— START OF STORED RECORDS —

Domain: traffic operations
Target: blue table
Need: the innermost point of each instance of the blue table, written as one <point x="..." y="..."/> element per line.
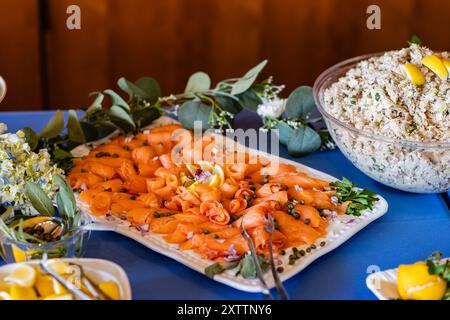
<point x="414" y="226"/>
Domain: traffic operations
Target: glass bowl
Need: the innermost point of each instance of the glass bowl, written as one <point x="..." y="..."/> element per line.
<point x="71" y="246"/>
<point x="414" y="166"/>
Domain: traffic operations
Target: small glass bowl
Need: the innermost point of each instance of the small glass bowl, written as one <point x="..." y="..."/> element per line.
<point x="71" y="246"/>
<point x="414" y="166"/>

— END OF STORED RECORDS —
— START OF STORED RECORDS —

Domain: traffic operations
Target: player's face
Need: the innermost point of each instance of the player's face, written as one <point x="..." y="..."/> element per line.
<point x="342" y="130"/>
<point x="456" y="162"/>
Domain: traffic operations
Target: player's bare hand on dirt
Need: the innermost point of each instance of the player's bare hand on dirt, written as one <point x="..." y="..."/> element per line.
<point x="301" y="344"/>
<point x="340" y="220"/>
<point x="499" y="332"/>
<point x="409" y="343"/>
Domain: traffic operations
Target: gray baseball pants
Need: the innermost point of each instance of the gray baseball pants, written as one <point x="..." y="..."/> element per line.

— END OF STORED RECORDS —

- **YOUR INSTRUCTIONS**
In the data above, how many lines contain the word "gray"? Case matters, so a capitalized form is a different word. Give only the number.

- **OUTPUT BELOW**
2